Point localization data
________

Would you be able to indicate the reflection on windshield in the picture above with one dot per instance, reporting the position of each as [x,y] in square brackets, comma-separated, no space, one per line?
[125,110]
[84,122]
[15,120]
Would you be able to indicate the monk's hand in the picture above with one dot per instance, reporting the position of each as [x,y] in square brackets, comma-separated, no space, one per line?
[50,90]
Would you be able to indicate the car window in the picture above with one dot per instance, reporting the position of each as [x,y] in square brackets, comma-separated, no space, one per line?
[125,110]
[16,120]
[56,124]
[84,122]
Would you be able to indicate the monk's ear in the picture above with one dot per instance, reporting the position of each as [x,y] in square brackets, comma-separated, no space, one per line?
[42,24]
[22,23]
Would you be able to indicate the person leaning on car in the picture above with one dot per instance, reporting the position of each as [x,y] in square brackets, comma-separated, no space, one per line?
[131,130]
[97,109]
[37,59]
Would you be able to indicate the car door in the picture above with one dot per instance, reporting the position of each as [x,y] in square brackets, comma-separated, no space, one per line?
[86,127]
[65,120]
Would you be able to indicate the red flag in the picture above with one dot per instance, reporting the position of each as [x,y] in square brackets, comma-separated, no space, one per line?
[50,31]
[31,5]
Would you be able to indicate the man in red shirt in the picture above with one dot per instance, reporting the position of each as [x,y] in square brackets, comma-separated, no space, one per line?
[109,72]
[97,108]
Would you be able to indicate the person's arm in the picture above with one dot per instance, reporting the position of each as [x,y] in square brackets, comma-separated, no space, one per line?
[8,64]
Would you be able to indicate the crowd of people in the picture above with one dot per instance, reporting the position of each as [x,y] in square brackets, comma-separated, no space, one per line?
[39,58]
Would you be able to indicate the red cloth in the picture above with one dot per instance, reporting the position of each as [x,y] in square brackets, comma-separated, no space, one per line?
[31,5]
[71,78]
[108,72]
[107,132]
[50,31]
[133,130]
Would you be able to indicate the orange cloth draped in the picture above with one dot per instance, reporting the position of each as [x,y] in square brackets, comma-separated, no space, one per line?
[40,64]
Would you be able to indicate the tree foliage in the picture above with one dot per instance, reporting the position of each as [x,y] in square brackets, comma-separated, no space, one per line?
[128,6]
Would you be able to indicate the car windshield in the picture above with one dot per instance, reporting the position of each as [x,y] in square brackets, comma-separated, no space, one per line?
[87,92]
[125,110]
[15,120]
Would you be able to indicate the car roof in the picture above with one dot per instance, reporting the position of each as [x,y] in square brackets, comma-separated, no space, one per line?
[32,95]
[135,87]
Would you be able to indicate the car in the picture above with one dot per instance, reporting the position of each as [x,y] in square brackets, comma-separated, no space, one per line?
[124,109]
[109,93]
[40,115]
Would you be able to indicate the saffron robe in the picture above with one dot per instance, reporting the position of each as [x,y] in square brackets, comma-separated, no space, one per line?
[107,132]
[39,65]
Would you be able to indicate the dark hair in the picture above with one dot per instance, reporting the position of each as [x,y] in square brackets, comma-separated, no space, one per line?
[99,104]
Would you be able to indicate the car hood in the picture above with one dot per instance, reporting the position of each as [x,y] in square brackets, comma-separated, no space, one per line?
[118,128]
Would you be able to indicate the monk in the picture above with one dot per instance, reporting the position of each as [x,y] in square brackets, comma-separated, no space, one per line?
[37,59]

________

TASK TO COMPLETE: All of the data above should be set down again exactly.

RESPONSE BELOW:
Would you be able to indicate the reflection on windshield in the picture above with one dot per instance, reporting the position of each as [x,y] in square brackets, comma-separated, no space, one per line?
[125,110]
[84,122]
[15,120]
Would you be able to indicate the monk's hand in the picture above with one dot per instance, reporting the position of each as [x,y] in square brackets, comma-separated, no space, one per line?
[50,90]
Would you be able to indicate the car window in the picture above with one dot per instance, reporting the position of each as [x,y] in square brackets, comma-separated, no space, one per line?
[125,110]
[16,120]
[56,124]
[84,122]
Would you be able to indicate the monk's ear in the picture above with one dot per instance, reporting the position of each as [x,y] in square brackets, comma-separated, no space, one per line?
[42,24]
[22,23]
Would you be able to indicate the person leaning on car in the picture above with one dot per instance, reporting the position of each as [x,y] in square brackets, comma-separated, no space, one per line?
[131,130]
[97,109]
[37,59]
Would you be able to indicate the car door in the picture above with one dot per instance, reporting the position of each as [x,y] in square brackets, comma-separated, no space, one per line?
[86,127]
[65,120]
Would you be able to indicate the red flag in the picture above with one dot per instance, reporting the position of each as [x,y] in square brackets, comma-separated, no space, one per line?
[50,31]
[31,5]
Would you be able to indicate the man in red shirt in the picture above with one dot per instance, reporting the position of each as [x,y] in square brackets, comma-separated, no space, one per line?
[109,72]
[97,108]
Would you be able to indicate the person's arm in the picture above with one dot per instance, reporting the position of each as [x,y] in square brackets, comma-separated, no space, one per line?
[8,64]
Would you be able to indicate the crowd of people in the picture above with one dot per instance, reporting the position of each as [x,y] in square brackets, comma-separated, no space, one per line?
[39,58]
Would you be able to indicate the red cloth in the picture above with one dot per instance, reporting the position of each as [x,y] in square brackets, comma-separated, no space, one per line?
[31,5]
[71,78]
[108,72]
[107,132]
[50,31]
[133,130]
Would you be able to indicate the orange cloth draped in the picture above with one dot per instance, reporting the position of each as [x,y] in square brackets, comma-separated, no space, one per line?
[40,64]
Would you be able to indicate the tree foliage in the picture above with one dot per instance, reporting the position of each as [x,y] in square brackets, comma-separated, no space, one per line?
[128,6]
Would you be able to indicate the car windshield in the picture above with one dot per instance, reporting the position of each as [x,y] in square brackets, comma-separated, no space, one per line?
[87,92]
[125,110]
[15,120]
Would you be able to indicate the car roof in the picture above with one dot per instance, reporting the position of each as [x,y] in square brackets, comma-separated, no space, one per line?
[32,95]
[135,87]
Would you be able to indicate the car in the picture above with one dot per instance, reporting the position of each as [x,y] in square brackets, comma-separated, no space, one per line?
[124,109]
[109,93]
[40,115]
Would you be able to indicate the saffron robe in the picture above with one dot per instance, reporting the position of each as [x,y] in square brackets, comma-separated, no space, one per line?
[107,132]
[39,65]
Would you be able to indicate the dark hair in the picture above with one dot per instance, reporting the position of each as [x,y] in square brackets, comma-separated, no space, one per line?
[99,104]
Would you be able to indicate the car hood in the picture above with one dot per instance, reporting the position of each as [x,y] in square brackets, comma-separated, no space, one per line?
[118,128]
Would you be able to indicate the monk in the picture above with one dot per instance, reporting the position of each as [x,y] in square brackets, comma-separated, no space, one per line?
[37,59]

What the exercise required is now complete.